→ **REQUIRED WORK**:
For this exercise, output the line holding "In the photo above, where can the player's outstretched" and all subsequent lines of the entries below, unchanged, up to and including the last.

→ **GIVEN DATA**:

--- START ---

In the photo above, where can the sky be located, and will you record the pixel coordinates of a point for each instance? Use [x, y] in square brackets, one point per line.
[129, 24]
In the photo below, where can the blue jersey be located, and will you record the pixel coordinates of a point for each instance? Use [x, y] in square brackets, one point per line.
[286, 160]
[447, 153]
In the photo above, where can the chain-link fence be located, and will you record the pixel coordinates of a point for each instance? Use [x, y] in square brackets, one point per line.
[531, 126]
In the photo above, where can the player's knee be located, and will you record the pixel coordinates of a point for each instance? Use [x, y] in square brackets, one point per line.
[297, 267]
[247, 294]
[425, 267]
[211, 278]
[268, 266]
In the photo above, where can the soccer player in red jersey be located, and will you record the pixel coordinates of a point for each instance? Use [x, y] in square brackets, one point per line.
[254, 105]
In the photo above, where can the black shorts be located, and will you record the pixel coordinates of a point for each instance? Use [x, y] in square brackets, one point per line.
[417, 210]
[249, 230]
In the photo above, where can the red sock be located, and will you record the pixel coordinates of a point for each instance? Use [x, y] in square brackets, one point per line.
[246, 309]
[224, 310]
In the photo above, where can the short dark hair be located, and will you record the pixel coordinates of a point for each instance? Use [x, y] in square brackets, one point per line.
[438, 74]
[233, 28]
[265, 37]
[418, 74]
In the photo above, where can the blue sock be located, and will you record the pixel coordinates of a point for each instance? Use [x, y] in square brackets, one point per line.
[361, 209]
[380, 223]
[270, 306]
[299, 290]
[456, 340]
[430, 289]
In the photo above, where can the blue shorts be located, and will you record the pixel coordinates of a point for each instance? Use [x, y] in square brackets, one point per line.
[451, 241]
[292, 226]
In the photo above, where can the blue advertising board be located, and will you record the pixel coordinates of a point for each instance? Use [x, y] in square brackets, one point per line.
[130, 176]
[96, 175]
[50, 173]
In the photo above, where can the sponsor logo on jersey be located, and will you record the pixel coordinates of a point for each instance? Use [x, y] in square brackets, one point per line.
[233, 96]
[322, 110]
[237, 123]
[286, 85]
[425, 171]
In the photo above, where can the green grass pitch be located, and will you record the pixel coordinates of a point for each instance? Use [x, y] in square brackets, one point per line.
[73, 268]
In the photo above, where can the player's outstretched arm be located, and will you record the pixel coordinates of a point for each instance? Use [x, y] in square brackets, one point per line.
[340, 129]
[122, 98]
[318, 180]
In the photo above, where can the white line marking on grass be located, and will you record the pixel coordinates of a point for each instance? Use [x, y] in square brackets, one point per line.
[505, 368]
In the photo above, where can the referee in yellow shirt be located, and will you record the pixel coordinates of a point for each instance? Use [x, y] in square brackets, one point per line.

--- END ---

→ **ANSWER SECTION**:
In the photo above, where can the player's outstretched arm be located, and will you record the pixel coordinates of a point for each instance? Use [x, y] in square brackets, one point per line.
[340, 129]
[122, 98]
[318, 180]
In the photo above, where can the white line marking on grass be located, and will you record the pixel coordinates of a point for each instance? Use [x, y] in square brackets, one point per line.
[505, 368]
In the photo above, where can the referee in yellow shirt be located, and will you record the pixel coordinates of a point for each instance? Use [x, y] in square brackets, one point per line.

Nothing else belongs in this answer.